Work to do:
Find each line in the items below that contains the word "shield". Copy out every one of those lines.

***** Data supplied

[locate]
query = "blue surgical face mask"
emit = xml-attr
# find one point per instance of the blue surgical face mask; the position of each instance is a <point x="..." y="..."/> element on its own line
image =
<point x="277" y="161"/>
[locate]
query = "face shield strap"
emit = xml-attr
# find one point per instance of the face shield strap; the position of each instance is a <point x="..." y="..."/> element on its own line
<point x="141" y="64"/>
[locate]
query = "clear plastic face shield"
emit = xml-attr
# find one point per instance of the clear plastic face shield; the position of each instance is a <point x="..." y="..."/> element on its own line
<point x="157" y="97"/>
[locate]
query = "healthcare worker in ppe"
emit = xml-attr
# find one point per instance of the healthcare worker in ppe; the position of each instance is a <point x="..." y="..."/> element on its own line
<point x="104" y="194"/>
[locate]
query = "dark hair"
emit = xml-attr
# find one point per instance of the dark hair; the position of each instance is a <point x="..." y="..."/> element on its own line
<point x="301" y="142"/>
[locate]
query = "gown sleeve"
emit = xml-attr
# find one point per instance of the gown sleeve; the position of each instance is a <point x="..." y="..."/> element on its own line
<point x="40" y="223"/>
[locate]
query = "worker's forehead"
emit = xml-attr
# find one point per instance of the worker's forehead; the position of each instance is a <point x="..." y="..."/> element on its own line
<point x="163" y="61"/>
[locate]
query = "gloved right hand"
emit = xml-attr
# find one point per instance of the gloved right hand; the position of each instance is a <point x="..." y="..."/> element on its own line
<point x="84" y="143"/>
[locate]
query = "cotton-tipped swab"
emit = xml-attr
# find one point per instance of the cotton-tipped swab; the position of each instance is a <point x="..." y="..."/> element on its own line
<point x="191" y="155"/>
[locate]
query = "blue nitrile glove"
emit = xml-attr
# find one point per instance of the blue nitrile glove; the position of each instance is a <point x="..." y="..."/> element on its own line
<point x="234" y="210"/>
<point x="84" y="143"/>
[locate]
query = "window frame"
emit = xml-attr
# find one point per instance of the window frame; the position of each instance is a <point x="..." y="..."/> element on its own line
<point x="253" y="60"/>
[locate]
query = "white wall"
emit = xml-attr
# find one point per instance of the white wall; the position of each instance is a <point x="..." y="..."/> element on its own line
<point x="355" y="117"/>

**********

Final answer:
query = "face shield strap"
# find one point per instance of the face shield strap; the position of each instance is a <point x="..." y="..."/> element on its own line
query = "clear plastic face shield"
# find one point per instance of the clear plastic face shield; the position of each instance is a <point x="..." y="..."/> element on its own line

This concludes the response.